Before delving into the intricacies of this reshuffle, it’s crucial to provide broader context on Russia’s political landscape, often termed as Putinism. Since 2012, the regime has visibly hardened, now unequivocally resembling a full-blown autocracy, particularly in the aftermath of the Ukraine conflict and Putin’s fifth presidential term. This hardening coincides with increased regime opacity, rendering it challenging to decipher. Consequently, we face a political system shrouded in secrecy, making it difficult to discern the motivations, intentions, or mechanisms driving its inner workings. As commentators, our task is complicated by the dearth of concrete insights, necessitating navigation through hints, rumours, and comparative analyses to arrive at the most plausible interpretations. Essentially, our reflections often amount to educated guesses or outright speculation.

Moreover, inherent to this autocratic regime is its adeptness at maintaining strength by suppressing any opposition, whether from within its inner circle or society at large. This suppression constructs a facade of power, obscuring the structural vulnerabilities lurking beneath. Each day presents potential challenges that could threaten the regime’s survival. Thus, every action taken by Putin, including the recent government reshuffle, is geared towards fortifying the regime’s endurance and solidifying its hold on power. Undoubtedly, there is a tacit rationale behind the move—a rationale of survival—yet only time will reveal the success of the replacement in ensuring the regime’s longevity.

Data entries
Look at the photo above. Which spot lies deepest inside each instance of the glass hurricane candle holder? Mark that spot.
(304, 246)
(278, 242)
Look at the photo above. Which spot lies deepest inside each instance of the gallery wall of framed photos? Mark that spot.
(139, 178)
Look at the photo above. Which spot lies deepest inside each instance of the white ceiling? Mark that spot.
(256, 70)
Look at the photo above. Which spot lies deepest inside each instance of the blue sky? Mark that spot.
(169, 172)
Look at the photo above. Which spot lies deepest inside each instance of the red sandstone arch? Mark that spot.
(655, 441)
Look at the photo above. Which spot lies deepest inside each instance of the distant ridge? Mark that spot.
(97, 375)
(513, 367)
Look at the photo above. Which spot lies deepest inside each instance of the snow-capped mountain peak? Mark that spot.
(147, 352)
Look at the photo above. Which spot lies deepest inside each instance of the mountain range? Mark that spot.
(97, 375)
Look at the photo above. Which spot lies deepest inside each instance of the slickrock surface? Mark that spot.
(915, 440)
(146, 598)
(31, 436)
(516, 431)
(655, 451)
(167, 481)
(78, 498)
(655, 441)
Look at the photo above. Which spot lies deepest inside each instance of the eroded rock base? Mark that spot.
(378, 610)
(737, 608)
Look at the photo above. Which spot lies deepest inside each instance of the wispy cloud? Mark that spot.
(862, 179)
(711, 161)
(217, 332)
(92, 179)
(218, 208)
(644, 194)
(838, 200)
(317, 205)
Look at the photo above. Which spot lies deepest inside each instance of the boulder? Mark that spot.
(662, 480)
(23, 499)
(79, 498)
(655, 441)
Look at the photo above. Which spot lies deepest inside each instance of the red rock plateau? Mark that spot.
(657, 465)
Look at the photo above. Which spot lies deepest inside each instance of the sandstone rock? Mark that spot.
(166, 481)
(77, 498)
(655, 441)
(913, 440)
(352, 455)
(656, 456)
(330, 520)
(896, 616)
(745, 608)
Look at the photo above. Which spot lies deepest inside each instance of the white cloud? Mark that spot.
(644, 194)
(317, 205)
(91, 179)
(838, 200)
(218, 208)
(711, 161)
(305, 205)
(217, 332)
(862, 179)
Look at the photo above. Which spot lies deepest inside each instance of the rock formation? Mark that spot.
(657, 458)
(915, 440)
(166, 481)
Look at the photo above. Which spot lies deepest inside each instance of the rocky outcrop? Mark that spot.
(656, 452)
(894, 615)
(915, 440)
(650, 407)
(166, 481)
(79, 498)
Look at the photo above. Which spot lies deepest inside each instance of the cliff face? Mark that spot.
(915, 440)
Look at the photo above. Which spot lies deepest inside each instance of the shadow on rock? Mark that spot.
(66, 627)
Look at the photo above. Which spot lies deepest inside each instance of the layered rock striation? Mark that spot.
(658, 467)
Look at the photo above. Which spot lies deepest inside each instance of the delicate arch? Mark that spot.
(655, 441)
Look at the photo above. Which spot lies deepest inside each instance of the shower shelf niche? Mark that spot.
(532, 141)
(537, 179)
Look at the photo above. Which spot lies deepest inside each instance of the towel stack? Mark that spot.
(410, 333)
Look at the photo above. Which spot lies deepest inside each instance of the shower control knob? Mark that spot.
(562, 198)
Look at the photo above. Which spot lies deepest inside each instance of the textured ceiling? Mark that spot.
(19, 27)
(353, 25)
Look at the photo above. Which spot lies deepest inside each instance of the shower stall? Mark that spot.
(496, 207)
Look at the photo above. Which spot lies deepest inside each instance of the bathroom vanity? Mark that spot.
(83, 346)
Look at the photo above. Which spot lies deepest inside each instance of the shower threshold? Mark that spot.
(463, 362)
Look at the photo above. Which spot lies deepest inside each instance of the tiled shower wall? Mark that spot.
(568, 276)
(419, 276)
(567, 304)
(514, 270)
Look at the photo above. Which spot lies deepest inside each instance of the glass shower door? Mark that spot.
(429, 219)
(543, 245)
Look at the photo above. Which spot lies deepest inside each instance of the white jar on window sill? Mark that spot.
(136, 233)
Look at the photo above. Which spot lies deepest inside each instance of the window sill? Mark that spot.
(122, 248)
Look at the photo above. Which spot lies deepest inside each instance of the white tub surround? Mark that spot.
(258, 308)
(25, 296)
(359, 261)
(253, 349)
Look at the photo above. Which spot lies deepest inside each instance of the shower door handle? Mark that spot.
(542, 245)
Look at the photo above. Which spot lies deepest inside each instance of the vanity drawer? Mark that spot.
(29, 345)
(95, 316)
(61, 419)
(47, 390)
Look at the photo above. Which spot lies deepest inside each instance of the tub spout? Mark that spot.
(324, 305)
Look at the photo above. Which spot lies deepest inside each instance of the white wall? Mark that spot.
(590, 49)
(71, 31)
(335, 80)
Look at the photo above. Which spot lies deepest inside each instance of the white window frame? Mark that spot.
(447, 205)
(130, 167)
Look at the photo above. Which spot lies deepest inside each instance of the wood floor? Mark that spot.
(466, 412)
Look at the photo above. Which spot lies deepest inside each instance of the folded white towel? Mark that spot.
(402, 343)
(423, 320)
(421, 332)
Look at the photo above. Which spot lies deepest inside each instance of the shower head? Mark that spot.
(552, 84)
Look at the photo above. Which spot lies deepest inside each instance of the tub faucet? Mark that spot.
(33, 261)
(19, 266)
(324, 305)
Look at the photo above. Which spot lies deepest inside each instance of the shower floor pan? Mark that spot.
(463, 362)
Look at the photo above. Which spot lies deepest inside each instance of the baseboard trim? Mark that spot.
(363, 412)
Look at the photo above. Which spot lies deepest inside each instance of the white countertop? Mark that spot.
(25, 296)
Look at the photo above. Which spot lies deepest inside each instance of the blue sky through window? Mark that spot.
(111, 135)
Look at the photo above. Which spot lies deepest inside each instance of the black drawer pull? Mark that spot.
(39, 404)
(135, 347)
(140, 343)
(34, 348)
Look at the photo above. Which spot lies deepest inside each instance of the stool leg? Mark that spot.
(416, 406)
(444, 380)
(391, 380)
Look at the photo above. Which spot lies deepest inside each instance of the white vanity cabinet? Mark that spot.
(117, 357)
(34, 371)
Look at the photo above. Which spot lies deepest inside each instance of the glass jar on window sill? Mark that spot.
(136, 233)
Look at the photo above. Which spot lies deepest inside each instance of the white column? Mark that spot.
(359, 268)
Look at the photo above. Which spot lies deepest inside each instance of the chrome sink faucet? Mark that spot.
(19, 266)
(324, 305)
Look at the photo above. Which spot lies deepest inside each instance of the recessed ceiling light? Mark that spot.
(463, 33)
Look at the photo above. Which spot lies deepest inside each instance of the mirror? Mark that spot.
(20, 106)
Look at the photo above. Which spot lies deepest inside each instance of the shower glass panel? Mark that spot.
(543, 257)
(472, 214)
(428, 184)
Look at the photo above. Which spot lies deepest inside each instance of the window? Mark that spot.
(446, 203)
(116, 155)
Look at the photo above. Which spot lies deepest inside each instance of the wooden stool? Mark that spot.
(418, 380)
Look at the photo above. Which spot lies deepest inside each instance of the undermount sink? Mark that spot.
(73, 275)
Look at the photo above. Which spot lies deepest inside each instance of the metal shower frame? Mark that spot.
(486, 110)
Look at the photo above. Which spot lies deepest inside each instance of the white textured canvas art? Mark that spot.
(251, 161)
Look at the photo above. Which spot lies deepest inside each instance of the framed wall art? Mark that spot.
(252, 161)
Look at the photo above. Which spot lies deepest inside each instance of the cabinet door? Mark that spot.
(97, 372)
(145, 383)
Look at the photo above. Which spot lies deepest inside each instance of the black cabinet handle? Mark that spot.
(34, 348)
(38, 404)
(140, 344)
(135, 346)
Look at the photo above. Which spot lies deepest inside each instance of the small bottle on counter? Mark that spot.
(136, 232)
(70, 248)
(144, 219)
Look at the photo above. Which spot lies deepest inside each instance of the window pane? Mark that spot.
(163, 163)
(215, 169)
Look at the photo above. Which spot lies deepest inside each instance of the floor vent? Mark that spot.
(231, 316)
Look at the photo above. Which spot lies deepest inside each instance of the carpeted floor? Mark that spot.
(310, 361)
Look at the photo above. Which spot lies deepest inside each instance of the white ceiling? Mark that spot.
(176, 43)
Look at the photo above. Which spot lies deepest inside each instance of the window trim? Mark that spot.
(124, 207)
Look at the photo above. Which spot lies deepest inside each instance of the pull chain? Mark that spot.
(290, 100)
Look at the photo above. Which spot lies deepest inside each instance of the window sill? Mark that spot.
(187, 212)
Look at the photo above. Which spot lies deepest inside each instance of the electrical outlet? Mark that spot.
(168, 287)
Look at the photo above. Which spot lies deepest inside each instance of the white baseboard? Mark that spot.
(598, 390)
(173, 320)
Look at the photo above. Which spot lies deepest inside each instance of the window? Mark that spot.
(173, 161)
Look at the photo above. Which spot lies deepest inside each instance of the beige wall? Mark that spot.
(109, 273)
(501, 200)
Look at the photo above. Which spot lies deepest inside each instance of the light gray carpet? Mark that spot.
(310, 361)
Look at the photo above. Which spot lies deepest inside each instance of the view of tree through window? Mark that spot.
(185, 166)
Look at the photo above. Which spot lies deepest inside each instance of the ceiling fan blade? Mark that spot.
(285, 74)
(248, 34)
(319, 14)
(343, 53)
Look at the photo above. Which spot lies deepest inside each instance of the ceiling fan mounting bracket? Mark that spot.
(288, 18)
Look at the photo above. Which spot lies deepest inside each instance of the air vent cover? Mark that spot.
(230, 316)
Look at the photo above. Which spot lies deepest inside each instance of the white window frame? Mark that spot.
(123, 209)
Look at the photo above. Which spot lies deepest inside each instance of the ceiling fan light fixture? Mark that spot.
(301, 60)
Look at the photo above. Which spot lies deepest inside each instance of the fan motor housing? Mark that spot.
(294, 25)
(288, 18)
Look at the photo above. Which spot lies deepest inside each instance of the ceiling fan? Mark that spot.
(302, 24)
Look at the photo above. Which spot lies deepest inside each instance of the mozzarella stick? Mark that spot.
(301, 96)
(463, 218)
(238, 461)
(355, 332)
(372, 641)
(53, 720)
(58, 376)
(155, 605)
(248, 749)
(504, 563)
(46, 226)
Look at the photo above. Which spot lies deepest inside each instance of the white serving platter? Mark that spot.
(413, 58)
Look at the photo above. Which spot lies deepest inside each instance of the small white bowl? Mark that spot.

**Exercise requirements:**
A - Reproduce the passage on Putinism from "Moreover, inherent to" down to "the regime’s longevity.".
B - In the passage on Putinism, since what year has the Russian regime visibly hardened?

**Solved problems:**
A -
Moreover, inherent to this autocratic regime is its adeptness at maintaining strength by suppressing any opposition, whether from within its inner circle or society at large. This suppression constructs a facade of power, obscuring the structural vulnerabilities lurking beneath. Each day presents potential challenges that could threaten the regime’s survival. Thus, every action taken by Putin, including the recent government reshuffle, is geared towards fortifying the regime’s endurance and solidifying its hold on power. Undoubtedly, there is a tacit rationale behind the move—a rationale of survival—yet only time will reveal the success of the replacement in ensuring the regime’s longevity.

B - Since 2012.